# [SOURCE]
******

Machines et robots
Avec le nouveau concept de jeux de construction robotique développé par la société LEGO, la percée commerciale inattendue du chien Sony et le succès des émission télévisées mettant en scène divers types de combats humains/machines telles que Robotica (États-Unis) et Junkyard wars (Royaume-Uni), on constate un certain retour en force dans l'imaginaire collectif du robot domesticable, miroir fidèle et compagnon obéissant de son créateur humain. Le robot androïde, icône de la science-fiction depuis les années 30 (porté à l'écran par Fritz Lang dans Metropolis) semblait en effet avoir cédé du terrain face à des représentations plus abstraites et plus fluides - la cybernétique étant la science de la navigation - de vies et d'intelligences artificielles à l'image de l'ordinateur/cerveau qu'est Hal dans 2001 l'Odyssée de l'espace.
Les machines d'aujourd'hui se détachent pourtant de cette conception de l'androïde, sorte de double humain calquant ses forces et ses faiblesses sur celles de l'humain créateur. Les installations d'artistes évoquées plus bas mettent en scène robots et machines inventés ou détournés afin de dégager un "phylum machinique", une genèse de la machine, ou encore un "nouveau biotope anthropotechnique" pour reprendre le terme de l'écrivain de science-fiction Maurice Dantec.

******

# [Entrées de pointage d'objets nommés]

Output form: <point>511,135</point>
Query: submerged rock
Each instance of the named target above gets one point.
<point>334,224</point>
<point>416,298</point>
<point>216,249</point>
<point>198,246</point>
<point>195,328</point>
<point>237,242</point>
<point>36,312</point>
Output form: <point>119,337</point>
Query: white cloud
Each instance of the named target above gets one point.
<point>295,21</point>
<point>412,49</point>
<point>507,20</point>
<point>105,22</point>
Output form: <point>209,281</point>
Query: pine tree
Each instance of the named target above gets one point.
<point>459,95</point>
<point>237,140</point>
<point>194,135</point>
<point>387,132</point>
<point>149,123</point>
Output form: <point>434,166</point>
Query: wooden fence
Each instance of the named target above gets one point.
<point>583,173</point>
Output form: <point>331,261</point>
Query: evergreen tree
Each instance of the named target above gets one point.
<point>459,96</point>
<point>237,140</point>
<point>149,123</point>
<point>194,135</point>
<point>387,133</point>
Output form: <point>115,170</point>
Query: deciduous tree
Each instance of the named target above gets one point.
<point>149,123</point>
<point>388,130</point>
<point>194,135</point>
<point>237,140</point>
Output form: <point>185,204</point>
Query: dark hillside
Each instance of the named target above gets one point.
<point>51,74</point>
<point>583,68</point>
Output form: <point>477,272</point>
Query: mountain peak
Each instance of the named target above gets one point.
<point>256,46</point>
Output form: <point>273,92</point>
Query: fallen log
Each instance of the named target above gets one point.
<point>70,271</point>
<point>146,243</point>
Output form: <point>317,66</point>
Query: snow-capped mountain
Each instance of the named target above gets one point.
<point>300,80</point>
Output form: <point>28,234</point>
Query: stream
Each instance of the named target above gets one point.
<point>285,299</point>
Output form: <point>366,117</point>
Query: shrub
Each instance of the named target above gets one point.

******

# [CONSIGNES]
Pourriez-vous écrire la suite du texte sur les machines et les robots, à partir de sa dernière phrase ?

# [RÉPONSE]
Avec une culture du "recyclart" plutôt fertile au Québec dans laquelle plusieurs artistes, sculpteurs et électroacousticiens hors normes se sont illustrés depuis les années 80, force est de constater que certaines expériences d'art cinétique et d'art sonore exprimaient déjà un rapport humain/machine dépassant le mythe du contrôle absolu de l'humain sur son outil au profit de relations plus complexes, allant de la confrontation à la complicité en passant par la sensualité. Le chant torturé des disques vinyle reconstitué sur tourne-disques mutants de Martin Tétreault, la violence tant mécanique que symbolique des installations sonores et cinétiques d'Istvan Kantor 3 (Office furniture machinery 1993-2000), les installations robotiques de Bill Vorn 4 et Louis-Philippe Demers 5 ou encore la poésie des sculptures/instruments inventés de Pier Lefèvre... ouvraient déjà la voie à une réflexion non pas sur l'humain d'une part et sur ses outils d'autre part, mais sur l'univers symbiotique émergeant du dialogue humain/machine.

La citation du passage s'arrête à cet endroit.